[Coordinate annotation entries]
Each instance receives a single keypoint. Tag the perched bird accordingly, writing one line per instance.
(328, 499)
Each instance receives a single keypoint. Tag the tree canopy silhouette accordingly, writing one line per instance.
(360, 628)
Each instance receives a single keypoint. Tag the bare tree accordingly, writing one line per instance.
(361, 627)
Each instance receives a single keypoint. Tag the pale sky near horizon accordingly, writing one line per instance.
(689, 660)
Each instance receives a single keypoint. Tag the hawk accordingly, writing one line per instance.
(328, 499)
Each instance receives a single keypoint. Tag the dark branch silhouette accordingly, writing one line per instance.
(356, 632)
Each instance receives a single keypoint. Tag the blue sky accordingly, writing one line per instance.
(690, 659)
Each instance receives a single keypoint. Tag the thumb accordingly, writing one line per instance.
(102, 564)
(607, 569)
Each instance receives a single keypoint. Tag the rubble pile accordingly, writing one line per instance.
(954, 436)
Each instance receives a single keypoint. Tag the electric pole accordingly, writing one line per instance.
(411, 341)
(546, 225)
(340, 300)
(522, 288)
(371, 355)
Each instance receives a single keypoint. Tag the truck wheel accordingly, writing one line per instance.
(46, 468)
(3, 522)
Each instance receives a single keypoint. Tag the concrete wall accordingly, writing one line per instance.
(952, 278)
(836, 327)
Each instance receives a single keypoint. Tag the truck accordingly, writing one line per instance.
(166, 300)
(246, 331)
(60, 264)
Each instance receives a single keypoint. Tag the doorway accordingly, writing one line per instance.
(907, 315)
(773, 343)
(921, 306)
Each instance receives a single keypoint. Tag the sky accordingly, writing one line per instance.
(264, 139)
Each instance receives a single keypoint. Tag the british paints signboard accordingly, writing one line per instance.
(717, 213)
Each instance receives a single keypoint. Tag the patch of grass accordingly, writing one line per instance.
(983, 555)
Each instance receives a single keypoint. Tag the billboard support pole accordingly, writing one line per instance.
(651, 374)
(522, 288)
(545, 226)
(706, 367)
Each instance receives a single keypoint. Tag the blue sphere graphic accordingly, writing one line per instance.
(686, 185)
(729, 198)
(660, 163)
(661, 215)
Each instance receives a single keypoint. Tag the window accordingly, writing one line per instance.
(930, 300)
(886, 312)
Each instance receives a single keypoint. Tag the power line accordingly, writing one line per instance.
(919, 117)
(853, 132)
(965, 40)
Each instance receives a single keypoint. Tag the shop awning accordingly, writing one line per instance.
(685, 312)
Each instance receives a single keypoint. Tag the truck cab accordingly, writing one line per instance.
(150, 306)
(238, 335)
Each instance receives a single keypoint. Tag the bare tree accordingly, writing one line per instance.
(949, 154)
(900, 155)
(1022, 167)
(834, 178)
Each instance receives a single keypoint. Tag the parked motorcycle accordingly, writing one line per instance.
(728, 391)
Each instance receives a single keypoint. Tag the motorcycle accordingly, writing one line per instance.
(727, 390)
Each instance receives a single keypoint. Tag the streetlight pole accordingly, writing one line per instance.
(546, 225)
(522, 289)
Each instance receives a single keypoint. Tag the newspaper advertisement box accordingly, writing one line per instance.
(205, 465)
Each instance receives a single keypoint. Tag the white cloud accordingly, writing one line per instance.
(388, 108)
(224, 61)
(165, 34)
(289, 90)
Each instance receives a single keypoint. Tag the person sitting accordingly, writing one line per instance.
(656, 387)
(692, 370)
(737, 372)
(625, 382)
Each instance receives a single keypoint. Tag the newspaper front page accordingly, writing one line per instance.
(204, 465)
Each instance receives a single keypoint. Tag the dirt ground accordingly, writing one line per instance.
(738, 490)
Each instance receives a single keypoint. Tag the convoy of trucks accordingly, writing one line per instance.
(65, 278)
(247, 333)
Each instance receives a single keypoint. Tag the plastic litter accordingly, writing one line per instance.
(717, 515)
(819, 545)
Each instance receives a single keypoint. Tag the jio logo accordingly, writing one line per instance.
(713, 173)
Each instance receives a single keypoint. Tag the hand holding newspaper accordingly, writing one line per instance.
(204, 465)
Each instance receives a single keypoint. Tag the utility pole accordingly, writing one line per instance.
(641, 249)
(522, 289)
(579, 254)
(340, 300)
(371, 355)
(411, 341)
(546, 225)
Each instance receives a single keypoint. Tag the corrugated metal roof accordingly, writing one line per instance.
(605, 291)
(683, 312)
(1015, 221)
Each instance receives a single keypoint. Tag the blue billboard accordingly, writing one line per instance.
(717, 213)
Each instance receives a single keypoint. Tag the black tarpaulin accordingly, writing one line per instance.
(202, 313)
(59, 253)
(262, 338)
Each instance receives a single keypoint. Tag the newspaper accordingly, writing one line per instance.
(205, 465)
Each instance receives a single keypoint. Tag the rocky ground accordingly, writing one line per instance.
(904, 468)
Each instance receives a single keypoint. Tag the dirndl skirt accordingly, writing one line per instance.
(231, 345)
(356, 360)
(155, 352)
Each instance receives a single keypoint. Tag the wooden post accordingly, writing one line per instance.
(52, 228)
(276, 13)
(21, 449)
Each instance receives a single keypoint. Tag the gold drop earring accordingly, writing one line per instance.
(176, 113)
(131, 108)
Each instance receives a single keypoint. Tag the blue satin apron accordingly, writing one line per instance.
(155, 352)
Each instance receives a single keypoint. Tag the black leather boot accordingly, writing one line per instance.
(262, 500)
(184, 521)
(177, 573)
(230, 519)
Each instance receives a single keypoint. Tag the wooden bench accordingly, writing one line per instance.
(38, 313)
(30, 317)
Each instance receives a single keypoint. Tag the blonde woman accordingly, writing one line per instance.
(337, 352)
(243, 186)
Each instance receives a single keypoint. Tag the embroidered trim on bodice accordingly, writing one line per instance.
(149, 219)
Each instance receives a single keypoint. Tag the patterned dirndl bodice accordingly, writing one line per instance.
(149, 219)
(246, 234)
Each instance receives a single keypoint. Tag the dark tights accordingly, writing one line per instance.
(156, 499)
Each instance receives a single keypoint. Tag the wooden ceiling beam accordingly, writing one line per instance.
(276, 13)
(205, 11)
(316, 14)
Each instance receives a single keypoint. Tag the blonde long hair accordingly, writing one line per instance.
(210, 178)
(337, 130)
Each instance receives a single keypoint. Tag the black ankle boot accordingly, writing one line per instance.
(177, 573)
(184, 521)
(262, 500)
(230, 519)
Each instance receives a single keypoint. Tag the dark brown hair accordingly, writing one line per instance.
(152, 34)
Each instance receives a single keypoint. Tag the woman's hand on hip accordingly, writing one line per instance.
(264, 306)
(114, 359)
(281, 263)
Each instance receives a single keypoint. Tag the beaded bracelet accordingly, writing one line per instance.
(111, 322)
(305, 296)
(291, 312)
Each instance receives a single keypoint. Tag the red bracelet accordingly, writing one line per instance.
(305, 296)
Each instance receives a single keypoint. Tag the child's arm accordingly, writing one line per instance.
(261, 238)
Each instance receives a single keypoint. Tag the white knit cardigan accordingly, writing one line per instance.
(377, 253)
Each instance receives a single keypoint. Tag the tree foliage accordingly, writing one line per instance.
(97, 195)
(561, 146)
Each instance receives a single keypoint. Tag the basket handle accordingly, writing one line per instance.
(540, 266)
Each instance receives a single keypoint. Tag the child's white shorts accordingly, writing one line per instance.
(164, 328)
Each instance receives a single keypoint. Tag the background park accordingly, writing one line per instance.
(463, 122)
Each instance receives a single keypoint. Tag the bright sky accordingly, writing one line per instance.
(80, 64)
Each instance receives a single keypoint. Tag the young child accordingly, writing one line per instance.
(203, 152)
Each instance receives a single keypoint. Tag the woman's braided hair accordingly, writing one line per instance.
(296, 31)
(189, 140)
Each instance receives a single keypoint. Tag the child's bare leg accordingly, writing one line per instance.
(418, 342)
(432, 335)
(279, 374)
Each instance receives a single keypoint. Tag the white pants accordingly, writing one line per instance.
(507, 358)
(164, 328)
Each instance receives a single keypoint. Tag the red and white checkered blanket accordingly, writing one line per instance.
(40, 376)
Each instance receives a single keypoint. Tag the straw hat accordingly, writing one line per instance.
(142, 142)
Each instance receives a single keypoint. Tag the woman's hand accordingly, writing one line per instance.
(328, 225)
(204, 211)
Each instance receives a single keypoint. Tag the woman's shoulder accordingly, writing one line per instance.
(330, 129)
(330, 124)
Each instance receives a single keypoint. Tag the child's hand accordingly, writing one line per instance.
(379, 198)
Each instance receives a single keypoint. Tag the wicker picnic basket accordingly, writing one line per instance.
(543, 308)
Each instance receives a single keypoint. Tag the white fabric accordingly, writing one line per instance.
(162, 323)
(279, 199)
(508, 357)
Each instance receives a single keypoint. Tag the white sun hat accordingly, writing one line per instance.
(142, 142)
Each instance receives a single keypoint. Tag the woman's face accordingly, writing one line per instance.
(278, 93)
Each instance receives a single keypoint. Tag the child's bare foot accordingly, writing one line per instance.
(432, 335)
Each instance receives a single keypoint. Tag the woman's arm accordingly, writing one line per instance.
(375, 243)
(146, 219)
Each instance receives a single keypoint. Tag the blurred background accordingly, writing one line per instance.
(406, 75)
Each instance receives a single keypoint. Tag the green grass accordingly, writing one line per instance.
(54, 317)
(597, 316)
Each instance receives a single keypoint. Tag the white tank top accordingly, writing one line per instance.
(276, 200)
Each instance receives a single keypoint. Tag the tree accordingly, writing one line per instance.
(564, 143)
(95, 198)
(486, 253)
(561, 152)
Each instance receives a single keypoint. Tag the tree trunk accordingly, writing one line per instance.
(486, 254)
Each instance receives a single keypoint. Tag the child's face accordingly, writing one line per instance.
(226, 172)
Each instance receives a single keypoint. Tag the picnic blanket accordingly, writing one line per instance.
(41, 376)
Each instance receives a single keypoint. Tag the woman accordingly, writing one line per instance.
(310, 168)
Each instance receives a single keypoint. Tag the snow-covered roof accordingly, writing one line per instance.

> What you have to do
Pull out every line from the one with "Each instance receives a single keypoint. Tag the white tank" to the end of the listing, and output only those.

> Reply to the task
Each instance receives a single keypoint. Tag the white tank top accordingly, writing one line per instance.
(276, 200)
Each instance receives a single keypoint. Tag the tree accordingly, writing one line per instance.
(564, 143)
(95, 198)
(486, 253)
(561, 152)
Each instance receives a single keypoint. Tag the tree trunk accordingly, writing one line per instance.
(486, 254)
Each instance receives a single keypoint. Tag the child's face accordingly, writing one line per instance.
(226, 172)
Each instance receives a single keypoint. Tag the picnic blanket accordingly, writing one line per instance.
(41, 376)
Each instance receives a single keypoint. Tag the woman accordingly, writing one line per instance.
(310, 168)
Each instance receives a single keypoint. Tag the snow-covered roof accordingly, writing one line per instance.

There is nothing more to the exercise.